__Task objective__. Rewrite the stretch of the listing from its start through the line containing "box: [115, 146, 178, 215]", putting "coarse mask" in place of "rough mask" and leaving everything else unchanged.

__Extracted records__.
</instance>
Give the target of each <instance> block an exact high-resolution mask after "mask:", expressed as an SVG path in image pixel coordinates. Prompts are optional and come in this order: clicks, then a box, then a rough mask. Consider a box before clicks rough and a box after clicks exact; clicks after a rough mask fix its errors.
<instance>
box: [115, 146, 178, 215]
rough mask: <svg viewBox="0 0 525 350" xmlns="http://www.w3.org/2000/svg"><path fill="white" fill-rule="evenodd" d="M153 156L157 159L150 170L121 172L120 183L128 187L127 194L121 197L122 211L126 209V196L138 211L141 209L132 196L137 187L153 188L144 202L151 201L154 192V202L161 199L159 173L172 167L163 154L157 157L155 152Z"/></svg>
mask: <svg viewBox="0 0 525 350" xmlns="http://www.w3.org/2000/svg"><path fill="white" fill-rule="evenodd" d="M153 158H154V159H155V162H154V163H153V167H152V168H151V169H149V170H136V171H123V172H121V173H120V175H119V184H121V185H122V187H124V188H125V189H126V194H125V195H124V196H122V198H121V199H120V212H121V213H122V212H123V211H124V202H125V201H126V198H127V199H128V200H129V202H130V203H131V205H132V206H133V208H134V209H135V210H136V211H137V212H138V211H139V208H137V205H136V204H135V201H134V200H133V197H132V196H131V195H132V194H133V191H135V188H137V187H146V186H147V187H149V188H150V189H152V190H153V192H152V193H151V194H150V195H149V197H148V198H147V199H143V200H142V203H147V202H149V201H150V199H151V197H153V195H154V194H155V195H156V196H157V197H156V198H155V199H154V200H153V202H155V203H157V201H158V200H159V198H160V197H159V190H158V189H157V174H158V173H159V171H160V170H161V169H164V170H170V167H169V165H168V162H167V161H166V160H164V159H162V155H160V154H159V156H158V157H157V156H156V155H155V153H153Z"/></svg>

__Response area__.
</instance>
Give the target of each <instance> block an exact high-resolution mask after "mask:", expressed as an SVG path in image pixel coordinates. Prompts are optional and come in this order: clicks, then a box, then a coarse mask. Consider a box before clicks rough and a box after clicks exact; clicks after a coarse mask fix its errors.
<instance>
box: [115, 146, 178, 215]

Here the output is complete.